Brano proposto:
==================================================
Nel mondo antico il termine “mago” si diffuse attraverso gli scritti di Erodoto, celebre storico greco, che utilizzò la parola magos (μάγος) per indicare i sacerdoti di Zoroastro, ministri di un culto diffuso nell’Impero Persiano. In latino, “magus” derivava direttamente dalla lingua persiana ed era traducibile con “avere il potere di”.

A Roma, la magia non fu ben accolta e a partire dall’81 a.C. godette di una notevole attenzione giuridica grazie alla lex Cornelia Sullae de sicariis et veneficis, voluta dal dittatore Silla. La legge istituiva un tribunale apposito per giudicare e condannare una serie di reati molto gravi, quali l’omicidio, la vendita e il possesso di veleni o l’aborto volontario. Fra gli altri, figurava anche l’utilizzo della magia, che era punibile con la pena di morte.
Nel 158 d.C., Apuleio, un nome familiare a tutti gli amanti della letteratura latina, fu vittima di un complotto che lo portò a difendersi proprio da questa calunnia.

Come con altri autori dell’antichità, tutte le informazioni biografiche su Apuleio ci sono pervenute attraverso le sue stesse opere. Lo scrittore, nato attorno al 125 d.C. a Madaura, nella provincia romana della Numidia, era di famiglia agiata e il vasto patrimonio paterno gli permise di studiare e viaggiare liberamente per i possedimenti dell’Impero Romano.

Inizialmente, si formò a Cartagine e Atene, dove apprese la retorica, la filosofia platonica e si avvicinò ai culti misterici orientali, in particolare a quello di Osiride e Iside. Era un uomo di mondo che desiderava arricchire le proprie conoscenze e continuò a viaggiare anche dopo aver terminato gli studi. In quegli anni lo troviamo prima in Africa e a Roma, dove intraprese la carriera di avvocato, per poi giungere a Oea, l’odierna Tripoli.
Questa tappa, un luogo fondamentale per la biografia dell’autore, diede inizio alle successive vicende legali che lo videro coinvolto.
Nella città africana, Apuleio si imbatté in Ponziano, un vecchio compagno di studi dei tempi di Atene, che si offrì di ospitarlo. Nella dimora dell’amico conobbe sua madre Pudentilla, una ricca vedova in cerca di un secondo marito. La donna riconobbe in Apuleio un uomo indifferente agli agi e al denaro e vide in lui un candidato ideale al matrimonio. Anche Ponziano era dello stesso avviso e le nozze furono celebrate nonostante i malumori di alcuni membri della famiglia. Successivamente, Ponziano morì e Apuleio non poté più contare sull’appoggio di nessun parente della moglie. Da quel momento fu in balia dei suoi detrattori, avidi e pronti a tutto per infangarne il nome, che, infine, lo accusarono di aver sfruttato la magia per sedurre la vedova e impossessarsi dei suoi averi.
==================================================
[Voci tratte da un dataset di annotazione]
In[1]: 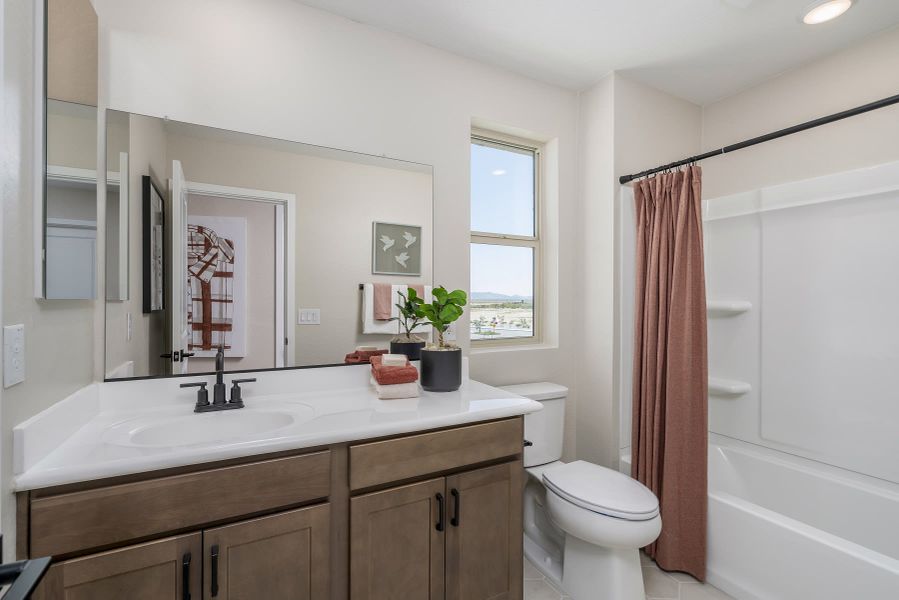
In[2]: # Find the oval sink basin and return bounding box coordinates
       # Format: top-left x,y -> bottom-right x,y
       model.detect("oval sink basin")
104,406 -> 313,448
==================================================
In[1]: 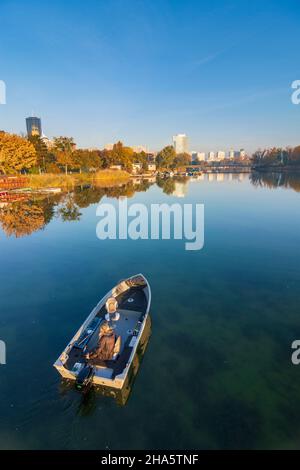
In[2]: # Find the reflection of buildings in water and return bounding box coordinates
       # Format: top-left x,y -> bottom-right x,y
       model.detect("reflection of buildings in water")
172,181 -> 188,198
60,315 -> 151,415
==================================================
Consegna:
Trascrivi la parte del brano su Apuleio che comincia con le parole "Come con altri" e termina dopo "Oea, l’odierna Tripoli.", rinominando "Cartagine" in "Alessandria".

Soluzione:
Come con altri autori dell’antichità, tutte le informazioni biografiche su Apuleio ci sono pervenute attraverso le sue stesse opere. Lo scrittore, nato attorno al 125 d.C. a Madaura, nella provincia romana della Numidia, era di famiglia agiata e il vasto patrimonio paterno gli permise di studiare e viaggiare liberamente per i possedimenti dell’Impero Romano.

Inizialmente, si formò a Alessandria e Atene, dove apprese la retorica, la filosofia platonica e si avvicinò ai culti misterici orientali, in particolare a quello di Osiride e Iside. Era un uomo di mondo che desiderava arricchire le proprie conoscenze e continuò a viaggiare anche dopo aver terminato gli studi. In quegli anni lo troviamo prima in Africa e a Roma, dove intraprese la carriera di avvocato, per poi giungere a Oea, l’odierna Tripoli.